* _WRITTEN TASK_: Select every line of the material below that contains the string "target", matching case exactly, and copy each of those lines.

>> start MATERIALS PROVIDED

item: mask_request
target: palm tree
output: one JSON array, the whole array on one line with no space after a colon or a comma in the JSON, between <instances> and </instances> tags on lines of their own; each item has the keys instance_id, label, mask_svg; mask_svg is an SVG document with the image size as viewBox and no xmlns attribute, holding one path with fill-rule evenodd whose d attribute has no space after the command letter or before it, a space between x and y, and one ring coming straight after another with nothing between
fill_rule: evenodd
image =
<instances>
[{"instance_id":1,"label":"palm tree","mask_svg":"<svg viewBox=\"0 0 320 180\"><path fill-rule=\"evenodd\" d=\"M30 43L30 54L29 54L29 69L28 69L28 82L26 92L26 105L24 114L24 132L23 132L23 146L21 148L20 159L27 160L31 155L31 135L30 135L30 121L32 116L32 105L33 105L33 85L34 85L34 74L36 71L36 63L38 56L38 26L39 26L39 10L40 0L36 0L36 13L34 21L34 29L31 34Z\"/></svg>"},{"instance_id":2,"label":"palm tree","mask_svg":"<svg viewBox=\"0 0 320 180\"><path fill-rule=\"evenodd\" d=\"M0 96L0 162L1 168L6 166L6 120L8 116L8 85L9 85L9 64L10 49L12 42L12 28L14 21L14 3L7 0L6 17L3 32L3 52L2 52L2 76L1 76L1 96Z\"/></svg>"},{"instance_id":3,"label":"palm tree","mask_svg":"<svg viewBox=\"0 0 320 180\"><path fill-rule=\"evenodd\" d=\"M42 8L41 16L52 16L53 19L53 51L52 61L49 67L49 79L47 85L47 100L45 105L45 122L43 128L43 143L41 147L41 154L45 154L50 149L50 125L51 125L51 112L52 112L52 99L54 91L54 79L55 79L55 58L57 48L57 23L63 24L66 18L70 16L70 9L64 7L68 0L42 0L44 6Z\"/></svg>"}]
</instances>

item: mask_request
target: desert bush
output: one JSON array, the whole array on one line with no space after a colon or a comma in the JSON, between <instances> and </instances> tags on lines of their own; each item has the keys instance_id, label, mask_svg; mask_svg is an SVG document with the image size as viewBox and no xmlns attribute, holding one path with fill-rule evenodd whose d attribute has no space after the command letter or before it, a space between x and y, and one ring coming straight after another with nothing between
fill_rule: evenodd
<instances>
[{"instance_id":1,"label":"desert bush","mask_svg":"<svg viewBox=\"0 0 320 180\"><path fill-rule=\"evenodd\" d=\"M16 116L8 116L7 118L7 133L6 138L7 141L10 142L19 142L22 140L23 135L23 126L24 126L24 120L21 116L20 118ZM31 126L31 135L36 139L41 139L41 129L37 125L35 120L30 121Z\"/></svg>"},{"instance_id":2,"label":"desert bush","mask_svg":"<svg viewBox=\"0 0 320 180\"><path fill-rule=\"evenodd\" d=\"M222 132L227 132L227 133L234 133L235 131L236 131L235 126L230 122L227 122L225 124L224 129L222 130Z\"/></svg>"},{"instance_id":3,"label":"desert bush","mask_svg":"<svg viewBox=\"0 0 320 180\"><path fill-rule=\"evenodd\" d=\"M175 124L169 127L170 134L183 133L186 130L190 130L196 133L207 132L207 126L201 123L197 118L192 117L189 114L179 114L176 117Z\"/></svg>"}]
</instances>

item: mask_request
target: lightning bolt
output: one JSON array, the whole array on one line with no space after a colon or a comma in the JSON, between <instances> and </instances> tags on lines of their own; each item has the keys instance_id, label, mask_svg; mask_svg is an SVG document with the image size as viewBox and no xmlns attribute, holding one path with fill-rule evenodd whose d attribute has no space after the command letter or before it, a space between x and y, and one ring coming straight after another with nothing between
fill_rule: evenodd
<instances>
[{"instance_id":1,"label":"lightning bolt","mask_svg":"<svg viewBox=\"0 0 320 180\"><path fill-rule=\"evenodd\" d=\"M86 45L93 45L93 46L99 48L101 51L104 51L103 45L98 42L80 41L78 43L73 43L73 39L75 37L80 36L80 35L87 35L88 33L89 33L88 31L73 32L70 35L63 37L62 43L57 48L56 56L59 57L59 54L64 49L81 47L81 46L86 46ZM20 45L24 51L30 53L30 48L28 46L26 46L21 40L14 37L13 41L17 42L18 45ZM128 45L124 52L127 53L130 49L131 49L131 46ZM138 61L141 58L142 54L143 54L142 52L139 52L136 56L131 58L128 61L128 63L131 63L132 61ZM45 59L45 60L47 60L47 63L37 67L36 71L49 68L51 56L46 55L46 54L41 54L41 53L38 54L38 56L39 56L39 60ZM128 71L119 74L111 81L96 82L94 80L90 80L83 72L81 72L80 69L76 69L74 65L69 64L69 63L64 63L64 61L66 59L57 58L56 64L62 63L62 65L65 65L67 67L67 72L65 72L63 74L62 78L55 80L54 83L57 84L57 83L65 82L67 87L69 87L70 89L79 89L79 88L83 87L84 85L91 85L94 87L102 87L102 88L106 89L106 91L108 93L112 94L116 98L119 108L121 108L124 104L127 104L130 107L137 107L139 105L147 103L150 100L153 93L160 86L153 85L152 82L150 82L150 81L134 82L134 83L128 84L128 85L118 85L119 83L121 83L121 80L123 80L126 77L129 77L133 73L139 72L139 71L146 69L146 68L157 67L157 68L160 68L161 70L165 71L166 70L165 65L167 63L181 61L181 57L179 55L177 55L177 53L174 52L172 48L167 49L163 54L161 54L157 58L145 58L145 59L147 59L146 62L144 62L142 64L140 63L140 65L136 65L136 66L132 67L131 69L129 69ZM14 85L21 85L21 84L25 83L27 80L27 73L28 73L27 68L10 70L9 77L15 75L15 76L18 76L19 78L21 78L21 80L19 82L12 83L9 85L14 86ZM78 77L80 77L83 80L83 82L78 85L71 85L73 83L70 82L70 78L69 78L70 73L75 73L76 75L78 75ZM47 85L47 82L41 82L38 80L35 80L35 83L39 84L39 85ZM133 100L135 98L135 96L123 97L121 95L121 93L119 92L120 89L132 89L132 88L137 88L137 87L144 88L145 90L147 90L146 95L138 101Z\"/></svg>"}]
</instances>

>> end MATERIALS PROVIDED
>> start MATERIALS PROVIDED

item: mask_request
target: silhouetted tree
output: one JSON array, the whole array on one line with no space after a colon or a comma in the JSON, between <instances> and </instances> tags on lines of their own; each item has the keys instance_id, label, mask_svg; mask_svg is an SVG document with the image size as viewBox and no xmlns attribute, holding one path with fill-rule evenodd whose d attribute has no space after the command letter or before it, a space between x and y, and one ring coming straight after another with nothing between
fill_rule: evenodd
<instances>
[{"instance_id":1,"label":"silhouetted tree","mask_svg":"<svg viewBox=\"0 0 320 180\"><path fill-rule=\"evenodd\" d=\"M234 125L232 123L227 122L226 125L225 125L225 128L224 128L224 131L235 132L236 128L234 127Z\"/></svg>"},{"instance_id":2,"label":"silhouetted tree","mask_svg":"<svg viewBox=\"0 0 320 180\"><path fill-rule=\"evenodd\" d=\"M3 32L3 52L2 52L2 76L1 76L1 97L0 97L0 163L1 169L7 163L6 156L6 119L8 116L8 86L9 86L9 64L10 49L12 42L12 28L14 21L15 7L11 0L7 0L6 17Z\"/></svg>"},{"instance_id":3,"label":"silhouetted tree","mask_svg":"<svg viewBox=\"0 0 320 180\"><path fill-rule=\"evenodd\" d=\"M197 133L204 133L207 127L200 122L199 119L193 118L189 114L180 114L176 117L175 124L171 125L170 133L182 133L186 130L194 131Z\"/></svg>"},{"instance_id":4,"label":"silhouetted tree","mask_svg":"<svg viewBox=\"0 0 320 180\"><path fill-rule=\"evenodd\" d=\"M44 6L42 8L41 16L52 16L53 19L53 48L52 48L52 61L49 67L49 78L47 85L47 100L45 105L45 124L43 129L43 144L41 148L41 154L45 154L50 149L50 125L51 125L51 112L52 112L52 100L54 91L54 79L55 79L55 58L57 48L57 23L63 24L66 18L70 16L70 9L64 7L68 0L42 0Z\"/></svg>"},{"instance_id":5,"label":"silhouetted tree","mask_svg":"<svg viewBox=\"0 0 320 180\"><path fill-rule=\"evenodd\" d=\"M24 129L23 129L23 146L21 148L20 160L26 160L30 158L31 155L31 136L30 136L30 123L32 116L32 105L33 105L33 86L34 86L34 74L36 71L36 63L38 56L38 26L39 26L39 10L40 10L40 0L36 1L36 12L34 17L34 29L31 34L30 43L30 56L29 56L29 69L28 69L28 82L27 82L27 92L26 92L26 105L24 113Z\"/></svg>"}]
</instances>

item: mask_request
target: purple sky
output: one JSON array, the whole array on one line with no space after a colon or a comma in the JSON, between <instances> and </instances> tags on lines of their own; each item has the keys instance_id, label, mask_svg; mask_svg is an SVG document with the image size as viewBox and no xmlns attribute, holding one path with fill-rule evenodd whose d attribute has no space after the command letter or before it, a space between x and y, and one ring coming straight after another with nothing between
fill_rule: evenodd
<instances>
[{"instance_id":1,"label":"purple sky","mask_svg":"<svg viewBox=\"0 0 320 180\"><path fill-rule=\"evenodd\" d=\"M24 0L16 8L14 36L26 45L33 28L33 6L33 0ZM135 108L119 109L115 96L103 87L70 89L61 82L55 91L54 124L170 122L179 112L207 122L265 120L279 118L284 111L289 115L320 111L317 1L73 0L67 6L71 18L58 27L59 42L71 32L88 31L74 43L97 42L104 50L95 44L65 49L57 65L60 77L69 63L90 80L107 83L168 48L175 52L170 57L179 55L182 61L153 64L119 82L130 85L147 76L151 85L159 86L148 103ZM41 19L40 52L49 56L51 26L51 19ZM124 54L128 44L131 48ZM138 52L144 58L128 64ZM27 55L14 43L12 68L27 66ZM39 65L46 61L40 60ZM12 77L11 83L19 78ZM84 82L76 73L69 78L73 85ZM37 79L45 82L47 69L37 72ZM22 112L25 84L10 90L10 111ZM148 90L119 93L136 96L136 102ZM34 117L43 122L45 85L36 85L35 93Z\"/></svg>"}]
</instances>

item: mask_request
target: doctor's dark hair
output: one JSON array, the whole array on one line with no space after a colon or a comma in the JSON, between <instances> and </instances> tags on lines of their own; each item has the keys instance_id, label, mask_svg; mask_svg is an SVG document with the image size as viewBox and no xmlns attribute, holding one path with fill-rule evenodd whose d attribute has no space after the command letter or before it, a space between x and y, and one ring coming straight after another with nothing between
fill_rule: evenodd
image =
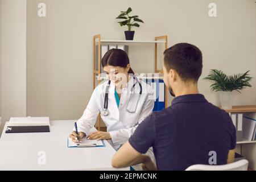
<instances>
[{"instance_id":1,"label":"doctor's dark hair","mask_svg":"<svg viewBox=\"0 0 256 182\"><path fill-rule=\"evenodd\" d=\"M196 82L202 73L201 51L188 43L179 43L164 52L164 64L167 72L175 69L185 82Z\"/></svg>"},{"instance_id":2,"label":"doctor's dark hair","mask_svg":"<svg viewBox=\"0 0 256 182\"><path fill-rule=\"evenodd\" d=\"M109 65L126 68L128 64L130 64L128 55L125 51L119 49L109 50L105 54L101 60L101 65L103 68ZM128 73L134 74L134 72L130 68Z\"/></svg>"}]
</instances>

>> end MATERIALS PROVIDED

* _REPLY TO THE EXERCISE_:
target: palm tree
target: desert bush
target: lightning bolt
target: silhouetted tree
target: purple sky
target: doctor's dark hair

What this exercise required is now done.